Task to carry out:
What does the data read, word for word, from the line containing "Mark the pink" through its final line? Give those lines only.

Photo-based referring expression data
------------------------------------------------------------

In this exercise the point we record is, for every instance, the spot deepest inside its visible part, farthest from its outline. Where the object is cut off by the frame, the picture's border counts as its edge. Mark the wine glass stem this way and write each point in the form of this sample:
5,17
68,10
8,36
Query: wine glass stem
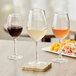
36,52
60,55
14,46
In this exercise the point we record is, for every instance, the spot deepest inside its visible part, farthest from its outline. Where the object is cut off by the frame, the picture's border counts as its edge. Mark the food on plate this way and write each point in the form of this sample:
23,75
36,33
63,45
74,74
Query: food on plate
68,46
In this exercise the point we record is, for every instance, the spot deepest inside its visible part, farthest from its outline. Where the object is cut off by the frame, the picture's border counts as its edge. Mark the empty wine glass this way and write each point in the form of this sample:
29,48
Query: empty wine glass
14,28
36,28
60,28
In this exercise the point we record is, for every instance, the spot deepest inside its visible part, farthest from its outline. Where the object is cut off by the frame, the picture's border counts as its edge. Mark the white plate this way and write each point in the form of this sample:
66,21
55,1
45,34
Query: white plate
48,50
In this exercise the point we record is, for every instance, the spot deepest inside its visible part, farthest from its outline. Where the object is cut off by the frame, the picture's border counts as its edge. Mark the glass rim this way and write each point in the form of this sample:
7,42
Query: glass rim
61,12
34,9
14,14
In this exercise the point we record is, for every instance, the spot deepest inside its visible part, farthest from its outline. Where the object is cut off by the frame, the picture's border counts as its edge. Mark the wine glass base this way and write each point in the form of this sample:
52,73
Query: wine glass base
15,57
37,66
59,60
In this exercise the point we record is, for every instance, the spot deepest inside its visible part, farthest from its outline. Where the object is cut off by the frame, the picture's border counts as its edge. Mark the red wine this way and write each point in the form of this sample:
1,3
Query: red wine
14,31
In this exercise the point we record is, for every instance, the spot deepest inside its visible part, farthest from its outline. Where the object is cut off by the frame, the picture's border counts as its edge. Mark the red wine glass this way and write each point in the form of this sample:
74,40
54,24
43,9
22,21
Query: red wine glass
14,28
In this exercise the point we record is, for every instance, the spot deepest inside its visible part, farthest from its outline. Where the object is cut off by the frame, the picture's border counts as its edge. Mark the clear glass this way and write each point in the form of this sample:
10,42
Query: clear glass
14,28
60,28
36,28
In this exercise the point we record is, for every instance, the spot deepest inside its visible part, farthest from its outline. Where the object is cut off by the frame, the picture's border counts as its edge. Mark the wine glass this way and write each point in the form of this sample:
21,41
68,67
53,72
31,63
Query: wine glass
60,28
14,28
36,28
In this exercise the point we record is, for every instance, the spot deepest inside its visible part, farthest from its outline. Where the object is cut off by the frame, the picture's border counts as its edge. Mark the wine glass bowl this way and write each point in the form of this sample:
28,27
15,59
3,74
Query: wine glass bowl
14,28
60,28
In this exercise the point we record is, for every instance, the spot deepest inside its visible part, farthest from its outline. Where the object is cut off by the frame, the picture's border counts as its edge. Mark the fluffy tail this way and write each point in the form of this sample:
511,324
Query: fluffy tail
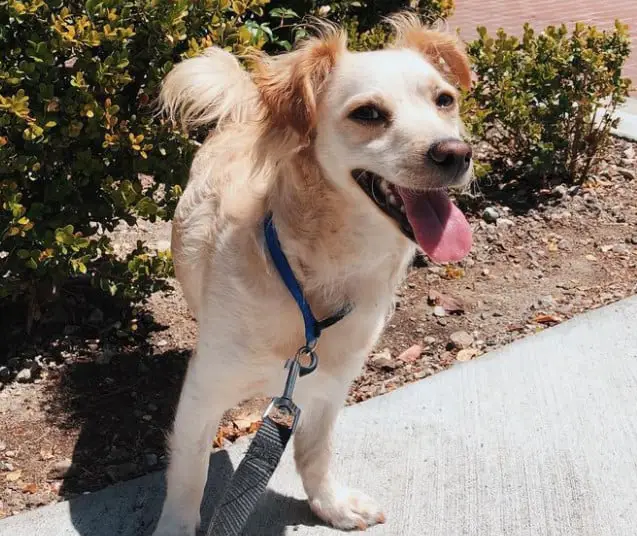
212,88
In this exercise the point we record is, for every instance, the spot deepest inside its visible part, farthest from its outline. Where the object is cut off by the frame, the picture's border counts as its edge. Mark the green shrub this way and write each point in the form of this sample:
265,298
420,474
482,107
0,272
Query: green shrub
81,149
79,139
546,101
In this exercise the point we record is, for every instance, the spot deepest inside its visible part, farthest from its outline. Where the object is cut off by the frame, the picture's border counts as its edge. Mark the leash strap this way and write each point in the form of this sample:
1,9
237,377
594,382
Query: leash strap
251,478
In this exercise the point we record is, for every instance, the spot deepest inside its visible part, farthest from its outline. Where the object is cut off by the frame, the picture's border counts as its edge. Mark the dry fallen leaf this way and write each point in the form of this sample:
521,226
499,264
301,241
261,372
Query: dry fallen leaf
449,303
13,475
30,488
467,354
453,272
547,319
411,354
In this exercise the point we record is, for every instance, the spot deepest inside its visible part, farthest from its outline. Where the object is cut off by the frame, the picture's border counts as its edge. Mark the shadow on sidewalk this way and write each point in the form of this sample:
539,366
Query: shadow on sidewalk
133,508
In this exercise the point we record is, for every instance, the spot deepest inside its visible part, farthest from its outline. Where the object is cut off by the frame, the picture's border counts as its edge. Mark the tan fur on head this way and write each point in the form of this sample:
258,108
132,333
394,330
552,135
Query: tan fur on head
443,49
290,84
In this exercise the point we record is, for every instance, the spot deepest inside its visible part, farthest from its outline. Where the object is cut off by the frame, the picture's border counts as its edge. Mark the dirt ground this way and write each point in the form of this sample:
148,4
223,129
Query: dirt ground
90,406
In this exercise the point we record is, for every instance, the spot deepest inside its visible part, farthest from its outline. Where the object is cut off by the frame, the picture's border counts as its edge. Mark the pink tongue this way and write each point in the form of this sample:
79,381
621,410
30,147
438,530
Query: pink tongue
441,229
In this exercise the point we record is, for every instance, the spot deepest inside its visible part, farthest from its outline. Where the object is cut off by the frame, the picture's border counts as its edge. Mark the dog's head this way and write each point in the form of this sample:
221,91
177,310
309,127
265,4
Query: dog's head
385,123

------------------------------------------------------------

Response area:
In this exercise the point we record is, for every instance, the spot deepest inside its visible part, farthest from its outline. Where the object is cut off by the frame, the picture's border counts as its edge. Mark the pink tongue this way and write each point in the form of this sample:
79,381
621,410
30,147
438,530
Query: pink tongue
441,229
In this exercise the point we record is, for every instance, the spot deepest inside its visible part, farthest from its outline. Where the object is cut off by the frame, the picture's border counts as its edge. Mark the dog's head this way and write each point in the form of this sample:
221,91
177,310
309,127
265,4
Query: dog's head
385,123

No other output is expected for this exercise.